*Verilen metin*:
┌──
Şimdi senin benim bilmediğimiz ama milyonlar tarafından tanınan komedyenler var. Devir komple değişti. Biraz da pandemide şakaların paylaşılması, reaksiyon görmesi, sonrasında bunu insanların izlemek istemesi ile alakalı bir şey. Bir de maliyetsiz! Sahne sanatlarından gelen biri olarak şunu diyorum: Biz tiyatro yapmak için çok uğraşıyormuşuz. Prova yapacaksın, o kişilerin bir araya geleceği saatleri bulacaksın, prova alanı bulacaksın, sahne bulacaksın, bu oyunu satmaya çalışacaksın, bunun ışıkçısı dekoru falan çok büyük uğraş. Stand-up komedide ise sadece bir mikrofon gerek! Sadece bir mikrofona ihtiyacın var. Hatta sesini duyurabiliyorsan mikrofona da ihtiyacın yok. Seyirci varsa, sen varsan yapılabilecek bir şey. Bu kadar basit!
O şakayı yazmak, çıkıp onu iyi bir şekilde sunabilmek elbette kolay değil. Bunlar tabii ki yetenekle çok ilgili. Elbette bir yere gelmiş olanların hepsi yetenekli olduğu için oraya geldi, ama prodüksiyon anlamında çok basit ve genelde de bar komedisi olarak ilerliyor bu. Ayrıca herkes kazanıyor bu işten. Mekân kazanıyor, çünkü insanlar gelip orada tüketiyor ve bilet satıyor. Komedyen çıkıyor kaşesini alıyor. Seyirci geliyor gülüyor ve o da o şekilde tatmin oluyor. Yani o kadar düşük bir prodüksiyonla o kadar büyük bir tatmin yaratıyor ki daha önce neden keşfetmemişiz biz bunu, tiyatroya harcayacağımız vaktin onda birini harcasaydık şu an meşhurduk diyoruz.
└──
*Veri seti içeriği*:
┌──
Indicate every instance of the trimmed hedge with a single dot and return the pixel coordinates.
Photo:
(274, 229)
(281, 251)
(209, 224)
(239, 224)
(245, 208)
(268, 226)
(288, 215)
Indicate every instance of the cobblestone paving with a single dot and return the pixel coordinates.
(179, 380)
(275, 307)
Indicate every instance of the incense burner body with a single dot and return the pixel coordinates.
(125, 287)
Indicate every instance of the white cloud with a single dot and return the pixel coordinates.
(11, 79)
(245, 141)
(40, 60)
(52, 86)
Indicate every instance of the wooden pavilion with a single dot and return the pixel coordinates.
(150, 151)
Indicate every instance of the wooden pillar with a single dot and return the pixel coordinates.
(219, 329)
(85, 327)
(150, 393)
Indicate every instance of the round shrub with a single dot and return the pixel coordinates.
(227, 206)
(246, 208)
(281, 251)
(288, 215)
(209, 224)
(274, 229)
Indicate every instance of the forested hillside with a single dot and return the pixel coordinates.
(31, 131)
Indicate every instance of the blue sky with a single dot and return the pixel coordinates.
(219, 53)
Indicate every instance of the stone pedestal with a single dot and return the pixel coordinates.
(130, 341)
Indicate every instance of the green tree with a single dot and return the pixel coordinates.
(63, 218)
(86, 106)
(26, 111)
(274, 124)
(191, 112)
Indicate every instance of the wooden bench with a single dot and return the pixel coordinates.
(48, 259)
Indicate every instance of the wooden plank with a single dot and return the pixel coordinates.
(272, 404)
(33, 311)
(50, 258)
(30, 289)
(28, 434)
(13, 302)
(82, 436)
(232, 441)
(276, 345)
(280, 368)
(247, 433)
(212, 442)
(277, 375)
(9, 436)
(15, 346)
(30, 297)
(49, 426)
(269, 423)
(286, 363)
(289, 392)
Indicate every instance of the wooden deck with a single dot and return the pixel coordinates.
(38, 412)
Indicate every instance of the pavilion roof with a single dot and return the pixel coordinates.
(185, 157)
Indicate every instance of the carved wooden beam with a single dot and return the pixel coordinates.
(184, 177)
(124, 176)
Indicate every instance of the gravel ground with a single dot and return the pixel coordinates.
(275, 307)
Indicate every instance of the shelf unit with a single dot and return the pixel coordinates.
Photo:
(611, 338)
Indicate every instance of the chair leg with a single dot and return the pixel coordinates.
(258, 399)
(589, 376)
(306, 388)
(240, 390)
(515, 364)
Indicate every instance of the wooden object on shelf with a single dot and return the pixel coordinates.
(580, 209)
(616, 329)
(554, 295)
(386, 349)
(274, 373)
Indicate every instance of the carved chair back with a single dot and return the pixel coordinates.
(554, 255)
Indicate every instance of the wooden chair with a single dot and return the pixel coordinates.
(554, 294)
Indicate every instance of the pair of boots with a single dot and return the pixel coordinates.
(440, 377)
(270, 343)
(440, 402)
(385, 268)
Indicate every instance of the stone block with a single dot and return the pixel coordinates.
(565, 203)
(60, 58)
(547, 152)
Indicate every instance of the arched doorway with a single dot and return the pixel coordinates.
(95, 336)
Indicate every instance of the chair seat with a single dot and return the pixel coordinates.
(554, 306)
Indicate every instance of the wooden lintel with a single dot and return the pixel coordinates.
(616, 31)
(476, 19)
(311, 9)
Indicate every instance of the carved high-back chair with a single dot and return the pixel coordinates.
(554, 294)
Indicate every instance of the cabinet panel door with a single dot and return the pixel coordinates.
└──
*Görev maddesi 1*: Verilen metne göre stand-up komedisinde mekânın da kazançlı çıkmasının sebebini açıklayın.
*Görev maddesi 2*: Verilen metinde "O şakayı yazmak, çıkıp" ile "an meşhurduk diyoruz." arasındaki kısmı, iki uç da dahil olmak üzere, "Komedyen" yerine "Sanatçı" koyarak yeniden yazın.

*Cevap alanı 1*: Mekân kazanıyor, çünkü insanlar gelip orada tüketiyor ve bilet satıyor.

*Cevap alanı 2*:
O şakayı yazmak, çıkıp onu iyi bir şekilde sunabilmek elbette kolay değil. Bunlar tabii ki yetenekle çok ilgili. Elbette bir yere gelmiş olanların hepsi yetenekli olduğu için oraya geldi, ama prodüksiyon anlamında çok basit ve genelde de bar komedisi olarak ilerliyor bu. Ayrıca herkes kazanıyor bu işten. Mekân kazanıyor, çünkü insanlar gelip orada tüketiyor ve bilet satıyor. Sanatçı çıkıyor kaşesini alıyor. Seyirci geliyor gülüyor ve o da o şekilde tatmin oluyor. Yani o kadar düşük bir prodüksiyonla o kadar büyük bir tatmin yaratıyor ki daha önce neden keşfetmemişiz biz bunu, tiyatroya harcayacağımız vaktin onda birini harcasaydık şu an meşhurduk diyoruz.